#### [LISTED ENTRIES]

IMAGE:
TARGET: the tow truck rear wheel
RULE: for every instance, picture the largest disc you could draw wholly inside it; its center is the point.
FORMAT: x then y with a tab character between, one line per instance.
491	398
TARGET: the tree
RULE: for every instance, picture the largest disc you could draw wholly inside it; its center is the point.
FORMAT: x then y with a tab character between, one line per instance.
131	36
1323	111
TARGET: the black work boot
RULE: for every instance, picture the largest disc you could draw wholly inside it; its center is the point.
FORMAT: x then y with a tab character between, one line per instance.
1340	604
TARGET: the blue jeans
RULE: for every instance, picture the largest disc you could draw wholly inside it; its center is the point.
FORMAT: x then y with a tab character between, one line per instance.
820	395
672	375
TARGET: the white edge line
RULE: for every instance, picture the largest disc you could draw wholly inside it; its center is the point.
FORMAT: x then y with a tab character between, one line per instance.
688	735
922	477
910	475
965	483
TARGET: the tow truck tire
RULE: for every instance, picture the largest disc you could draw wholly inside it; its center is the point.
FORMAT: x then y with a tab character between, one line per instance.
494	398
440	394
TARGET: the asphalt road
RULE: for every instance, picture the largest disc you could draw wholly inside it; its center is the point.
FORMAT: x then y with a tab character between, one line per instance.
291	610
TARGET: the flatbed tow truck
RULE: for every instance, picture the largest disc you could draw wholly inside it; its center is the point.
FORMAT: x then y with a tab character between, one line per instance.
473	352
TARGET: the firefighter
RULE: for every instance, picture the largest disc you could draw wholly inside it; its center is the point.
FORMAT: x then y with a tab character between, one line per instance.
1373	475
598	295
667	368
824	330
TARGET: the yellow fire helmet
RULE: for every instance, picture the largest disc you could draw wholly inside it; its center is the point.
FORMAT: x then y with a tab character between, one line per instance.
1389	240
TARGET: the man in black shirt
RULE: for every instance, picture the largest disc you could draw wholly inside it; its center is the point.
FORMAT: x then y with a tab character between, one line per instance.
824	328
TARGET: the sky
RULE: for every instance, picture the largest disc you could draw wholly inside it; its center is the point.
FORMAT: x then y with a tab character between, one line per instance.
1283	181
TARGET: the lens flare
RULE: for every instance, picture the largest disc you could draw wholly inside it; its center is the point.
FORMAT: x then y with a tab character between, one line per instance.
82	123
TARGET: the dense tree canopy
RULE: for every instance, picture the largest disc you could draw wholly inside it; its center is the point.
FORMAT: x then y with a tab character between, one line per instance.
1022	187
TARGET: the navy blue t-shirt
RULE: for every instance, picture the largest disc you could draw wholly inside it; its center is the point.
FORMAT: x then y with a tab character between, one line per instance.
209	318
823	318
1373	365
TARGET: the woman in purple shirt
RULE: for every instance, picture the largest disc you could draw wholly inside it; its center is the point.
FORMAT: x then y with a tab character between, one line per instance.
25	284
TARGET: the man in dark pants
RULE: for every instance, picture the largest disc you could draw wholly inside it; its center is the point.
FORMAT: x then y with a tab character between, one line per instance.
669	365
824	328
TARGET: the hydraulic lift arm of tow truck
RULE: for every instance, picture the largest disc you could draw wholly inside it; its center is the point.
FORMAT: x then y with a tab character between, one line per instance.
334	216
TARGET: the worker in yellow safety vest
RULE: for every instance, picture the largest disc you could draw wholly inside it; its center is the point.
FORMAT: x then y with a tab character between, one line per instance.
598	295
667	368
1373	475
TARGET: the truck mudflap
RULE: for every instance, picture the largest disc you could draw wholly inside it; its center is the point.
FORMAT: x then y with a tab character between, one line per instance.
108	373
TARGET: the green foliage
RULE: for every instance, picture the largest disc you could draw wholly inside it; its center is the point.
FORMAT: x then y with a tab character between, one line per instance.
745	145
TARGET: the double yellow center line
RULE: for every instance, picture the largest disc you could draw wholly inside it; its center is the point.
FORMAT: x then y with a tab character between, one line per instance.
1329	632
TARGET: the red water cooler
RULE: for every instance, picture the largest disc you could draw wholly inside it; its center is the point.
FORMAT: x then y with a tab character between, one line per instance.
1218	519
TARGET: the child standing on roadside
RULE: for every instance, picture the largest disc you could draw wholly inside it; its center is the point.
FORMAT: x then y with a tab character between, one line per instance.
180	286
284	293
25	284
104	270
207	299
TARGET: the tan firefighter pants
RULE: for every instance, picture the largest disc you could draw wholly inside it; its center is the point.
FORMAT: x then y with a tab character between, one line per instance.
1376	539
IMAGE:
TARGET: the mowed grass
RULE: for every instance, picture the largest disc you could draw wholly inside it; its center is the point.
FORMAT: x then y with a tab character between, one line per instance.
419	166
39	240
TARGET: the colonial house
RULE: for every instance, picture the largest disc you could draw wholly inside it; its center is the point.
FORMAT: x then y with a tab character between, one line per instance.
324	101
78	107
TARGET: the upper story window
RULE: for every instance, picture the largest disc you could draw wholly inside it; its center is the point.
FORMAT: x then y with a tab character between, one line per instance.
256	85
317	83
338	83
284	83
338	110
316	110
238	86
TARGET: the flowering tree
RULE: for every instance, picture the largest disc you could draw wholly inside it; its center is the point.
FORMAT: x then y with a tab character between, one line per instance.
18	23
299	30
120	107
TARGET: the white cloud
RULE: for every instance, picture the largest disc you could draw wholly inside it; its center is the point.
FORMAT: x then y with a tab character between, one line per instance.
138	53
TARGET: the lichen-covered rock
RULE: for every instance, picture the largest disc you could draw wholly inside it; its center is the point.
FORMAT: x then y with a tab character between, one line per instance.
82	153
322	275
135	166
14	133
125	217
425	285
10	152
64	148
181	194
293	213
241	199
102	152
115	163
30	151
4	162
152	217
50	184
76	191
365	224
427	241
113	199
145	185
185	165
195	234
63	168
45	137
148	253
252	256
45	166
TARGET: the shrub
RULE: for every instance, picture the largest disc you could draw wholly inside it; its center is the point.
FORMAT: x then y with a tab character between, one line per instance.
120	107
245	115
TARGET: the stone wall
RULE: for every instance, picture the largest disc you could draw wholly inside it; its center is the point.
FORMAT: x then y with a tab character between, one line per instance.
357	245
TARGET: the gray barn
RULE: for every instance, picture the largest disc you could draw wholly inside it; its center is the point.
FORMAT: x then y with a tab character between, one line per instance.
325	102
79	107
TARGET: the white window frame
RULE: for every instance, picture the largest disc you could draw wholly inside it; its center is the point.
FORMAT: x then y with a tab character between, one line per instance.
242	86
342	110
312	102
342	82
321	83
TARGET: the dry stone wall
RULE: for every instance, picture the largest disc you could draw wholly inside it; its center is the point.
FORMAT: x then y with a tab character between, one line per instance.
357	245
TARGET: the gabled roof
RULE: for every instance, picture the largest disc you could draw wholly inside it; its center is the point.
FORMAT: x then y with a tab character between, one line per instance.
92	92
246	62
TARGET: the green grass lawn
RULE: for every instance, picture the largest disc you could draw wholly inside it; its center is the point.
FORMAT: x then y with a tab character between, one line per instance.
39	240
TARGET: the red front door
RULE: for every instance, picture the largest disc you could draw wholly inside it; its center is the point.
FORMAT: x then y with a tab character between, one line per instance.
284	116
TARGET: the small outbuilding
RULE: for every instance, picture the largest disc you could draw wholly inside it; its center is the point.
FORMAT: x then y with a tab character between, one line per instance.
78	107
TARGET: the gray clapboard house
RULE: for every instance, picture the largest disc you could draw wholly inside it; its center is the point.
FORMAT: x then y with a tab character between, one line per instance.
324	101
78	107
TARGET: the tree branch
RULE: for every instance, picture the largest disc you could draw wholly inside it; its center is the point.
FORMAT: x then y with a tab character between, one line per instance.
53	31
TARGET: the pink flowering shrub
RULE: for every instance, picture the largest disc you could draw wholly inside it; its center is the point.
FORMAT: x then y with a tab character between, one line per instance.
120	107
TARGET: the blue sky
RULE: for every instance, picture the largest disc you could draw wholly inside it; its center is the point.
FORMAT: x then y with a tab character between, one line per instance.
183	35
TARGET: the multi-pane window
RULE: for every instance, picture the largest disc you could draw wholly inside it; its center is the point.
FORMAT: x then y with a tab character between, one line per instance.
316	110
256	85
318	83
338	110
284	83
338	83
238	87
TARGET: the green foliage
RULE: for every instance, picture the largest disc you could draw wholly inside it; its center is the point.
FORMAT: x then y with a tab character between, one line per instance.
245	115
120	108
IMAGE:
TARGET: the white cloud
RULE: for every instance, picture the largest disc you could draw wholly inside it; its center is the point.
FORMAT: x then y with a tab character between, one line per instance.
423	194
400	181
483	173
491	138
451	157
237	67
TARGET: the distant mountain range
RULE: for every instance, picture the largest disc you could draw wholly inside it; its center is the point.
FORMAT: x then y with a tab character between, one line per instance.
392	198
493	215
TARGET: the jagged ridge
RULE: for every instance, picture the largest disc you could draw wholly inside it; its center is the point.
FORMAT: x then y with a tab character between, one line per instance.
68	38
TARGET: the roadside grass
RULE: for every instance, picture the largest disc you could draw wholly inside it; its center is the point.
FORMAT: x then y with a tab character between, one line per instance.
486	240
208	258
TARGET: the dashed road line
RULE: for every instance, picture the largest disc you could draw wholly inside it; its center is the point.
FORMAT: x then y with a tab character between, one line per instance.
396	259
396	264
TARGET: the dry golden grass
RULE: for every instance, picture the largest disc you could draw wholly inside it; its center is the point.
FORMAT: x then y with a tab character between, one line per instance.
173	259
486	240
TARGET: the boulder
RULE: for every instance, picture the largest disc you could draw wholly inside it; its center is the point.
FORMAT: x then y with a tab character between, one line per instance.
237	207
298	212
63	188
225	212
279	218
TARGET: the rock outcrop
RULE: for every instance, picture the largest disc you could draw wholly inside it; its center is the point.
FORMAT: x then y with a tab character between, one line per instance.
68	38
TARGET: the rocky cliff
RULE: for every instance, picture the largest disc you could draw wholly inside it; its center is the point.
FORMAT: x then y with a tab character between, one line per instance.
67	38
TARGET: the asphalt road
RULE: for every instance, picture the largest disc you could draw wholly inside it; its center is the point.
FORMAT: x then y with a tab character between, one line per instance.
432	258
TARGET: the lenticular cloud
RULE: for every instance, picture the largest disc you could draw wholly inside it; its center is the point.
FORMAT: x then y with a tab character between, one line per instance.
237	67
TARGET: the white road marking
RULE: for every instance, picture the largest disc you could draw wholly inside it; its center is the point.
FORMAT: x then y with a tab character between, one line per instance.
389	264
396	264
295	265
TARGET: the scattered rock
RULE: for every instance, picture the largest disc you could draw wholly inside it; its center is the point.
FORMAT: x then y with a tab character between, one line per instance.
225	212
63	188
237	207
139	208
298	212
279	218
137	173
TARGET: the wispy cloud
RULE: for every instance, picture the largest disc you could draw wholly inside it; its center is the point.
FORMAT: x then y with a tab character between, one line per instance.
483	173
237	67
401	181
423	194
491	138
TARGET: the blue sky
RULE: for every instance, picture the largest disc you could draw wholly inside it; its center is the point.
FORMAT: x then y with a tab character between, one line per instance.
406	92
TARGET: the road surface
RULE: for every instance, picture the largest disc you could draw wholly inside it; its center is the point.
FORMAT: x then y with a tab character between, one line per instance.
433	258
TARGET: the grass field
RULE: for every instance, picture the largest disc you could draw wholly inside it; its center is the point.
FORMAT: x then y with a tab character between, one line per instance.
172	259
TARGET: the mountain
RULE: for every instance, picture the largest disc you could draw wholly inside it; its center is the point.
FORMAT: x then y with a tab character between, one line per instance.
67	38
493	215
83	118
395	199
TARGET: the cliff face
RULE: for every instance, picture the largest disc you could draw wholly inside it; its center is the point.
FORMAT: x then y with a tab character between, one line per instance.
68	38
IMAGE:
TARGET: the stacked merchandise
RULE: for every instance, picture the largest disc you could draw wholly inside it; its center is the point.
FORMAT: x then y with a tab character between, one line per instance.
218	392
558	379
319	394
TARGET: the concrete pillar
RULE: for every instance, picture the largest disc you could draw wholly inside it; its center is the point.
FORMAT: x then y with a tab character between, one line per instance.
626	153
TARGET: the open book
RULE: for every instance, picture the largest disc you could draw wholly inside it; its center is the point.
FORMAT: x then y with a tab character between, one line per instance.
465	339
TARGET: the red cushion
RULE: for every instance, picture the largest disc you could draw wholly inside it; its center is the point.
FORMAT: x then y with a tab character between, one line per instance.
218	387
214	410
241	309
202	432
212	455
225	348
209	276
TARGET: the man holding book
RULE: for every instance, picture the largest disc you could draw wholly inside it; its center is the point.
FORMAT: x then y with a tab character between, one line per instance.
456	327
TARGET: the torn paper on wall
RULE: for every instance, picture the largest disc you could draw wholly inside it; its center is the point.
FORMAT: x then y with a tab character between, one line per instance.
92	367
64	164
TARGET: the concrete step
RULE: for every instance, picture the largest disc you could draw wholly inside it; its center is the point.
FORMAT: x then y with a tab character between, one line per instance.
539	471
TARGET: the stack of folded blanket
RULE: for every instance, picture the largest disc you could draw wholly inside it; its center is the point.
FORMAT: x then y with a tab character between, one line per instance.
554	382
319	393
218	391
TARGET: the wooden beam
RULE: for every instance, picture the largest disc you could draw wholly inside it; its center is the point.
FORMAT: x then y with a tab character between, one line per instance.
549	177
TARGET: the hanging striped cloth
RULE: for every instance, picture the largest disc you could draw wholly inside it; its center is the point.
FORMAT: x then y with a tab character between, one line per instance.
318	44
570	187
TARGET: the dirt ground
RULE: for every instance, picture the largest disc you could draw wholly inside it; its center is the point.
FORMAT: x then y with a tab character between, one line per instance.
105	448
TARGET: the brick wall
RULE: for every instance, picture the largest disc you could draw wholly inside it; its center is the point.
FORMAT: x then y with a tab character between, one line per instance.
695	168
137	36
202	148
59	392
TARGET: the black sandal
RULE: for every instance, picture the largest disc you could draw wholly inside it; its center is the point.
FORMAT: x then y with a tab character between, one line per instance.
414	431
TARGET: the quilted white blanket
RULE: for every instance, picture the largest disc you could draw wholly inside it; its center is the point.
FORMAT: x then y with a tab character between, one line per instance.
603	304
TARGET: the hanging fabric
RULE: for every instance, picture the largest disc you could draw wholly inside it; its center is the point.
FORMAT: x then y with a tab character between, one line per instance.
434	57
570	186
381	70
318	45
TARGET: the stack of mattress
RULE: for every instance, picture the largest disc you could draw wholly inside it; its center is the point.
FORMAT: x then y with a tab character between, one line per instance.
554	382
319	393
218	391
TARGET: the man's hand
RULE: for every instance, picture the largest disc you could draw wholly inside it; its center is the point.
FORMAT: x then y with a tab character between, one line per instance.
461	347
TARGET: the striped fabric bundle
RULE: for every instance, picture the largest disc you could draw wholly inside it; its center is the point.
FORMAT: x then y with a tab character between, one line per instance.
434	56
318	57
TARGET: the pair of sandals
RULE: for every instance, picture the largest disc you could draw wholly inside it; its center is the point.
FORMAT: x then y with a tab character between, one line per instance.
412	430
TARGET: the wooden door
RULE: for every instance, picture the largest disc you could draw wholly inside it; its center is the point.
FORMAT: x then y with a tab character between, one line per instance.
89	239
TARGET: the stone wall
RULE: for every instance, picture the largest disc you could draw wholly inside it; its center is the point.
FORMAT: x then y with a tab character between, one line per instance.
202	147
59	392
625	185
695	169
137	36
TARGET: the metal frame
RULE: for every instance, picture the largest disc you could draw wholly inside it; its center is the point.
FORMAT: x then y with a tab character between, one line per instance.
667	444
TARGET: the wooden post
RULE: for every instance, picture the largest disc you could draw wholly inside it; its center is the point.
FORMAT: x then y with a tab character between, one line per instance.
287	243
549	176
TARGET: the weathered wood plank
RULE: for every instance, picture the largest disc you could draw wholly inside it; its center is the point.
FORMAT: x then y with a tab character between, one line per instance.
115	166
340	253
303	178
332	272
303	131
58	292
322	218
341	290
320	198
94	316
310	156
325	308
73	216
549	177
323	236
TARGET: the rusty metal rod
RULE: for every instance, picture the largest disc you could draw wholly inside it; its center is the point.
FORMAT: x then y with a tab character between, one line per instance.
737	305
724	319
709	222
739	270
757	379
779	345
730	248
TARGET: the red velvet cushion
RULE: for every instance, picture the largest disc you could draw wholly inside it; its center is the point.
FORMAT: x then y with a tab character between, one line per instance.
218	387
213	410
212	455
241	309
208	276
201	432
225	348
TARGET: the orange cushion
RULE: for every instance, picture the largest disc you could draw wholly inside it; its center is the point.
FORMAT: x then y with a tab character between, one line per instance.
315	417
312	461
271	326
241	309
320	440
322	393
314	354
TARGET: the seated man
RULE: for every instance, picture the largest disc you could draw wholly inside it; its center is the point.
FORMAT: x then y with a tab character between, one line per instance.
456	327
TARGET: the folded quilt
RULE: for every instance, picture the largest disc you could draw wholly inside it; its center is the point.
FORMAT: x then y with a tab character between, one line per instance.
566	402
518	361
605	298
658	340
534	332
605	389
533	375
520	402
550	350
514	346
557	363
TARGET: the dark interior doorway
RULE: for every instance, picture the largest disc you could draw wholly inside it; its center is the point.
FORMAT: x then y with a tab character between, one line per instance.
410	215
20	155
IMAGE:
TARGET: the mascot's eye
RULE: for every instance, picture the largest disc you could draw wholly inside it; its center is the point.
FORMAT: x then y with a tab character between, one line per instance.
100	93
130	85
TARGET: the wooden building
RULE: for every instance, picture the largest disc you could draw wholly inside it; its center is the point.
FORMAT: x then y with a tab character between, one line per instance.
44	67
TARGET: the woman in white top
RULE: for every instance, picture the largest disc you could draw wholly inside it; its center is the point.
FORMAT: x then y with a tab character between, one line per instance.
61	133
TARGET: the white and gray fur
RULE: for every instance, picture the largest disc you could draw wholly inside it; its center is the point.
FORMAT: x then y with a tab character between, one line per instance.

#### [SHORT PROBLEM]
The lines to quote run from the one containing "TARGET: the wooden building" through the final line of the material above; please give them exactly, both ends included, and nothing else.

#### [WRITTEN REPLY]
TARGET: the wooden building
RULE: for every instance, picture the largest disc you could draw wholly inside it; its center is the point.
FORMAT: x then y with a tab character between, one line per instance.
44	67
TARGET: the woman in white top
RULE: for every instance, picture the largest disc you could draw wholly inside it; its center is the point.
FORMAT: x then y with a tab character between, one line per instance.
61	133
TARGET: the white and gray fur
RULE: for every instance, picture the largest disc you could draw wholly inside it; its center is the point.
FORMAT: x then y with a tab character between, one line per instance.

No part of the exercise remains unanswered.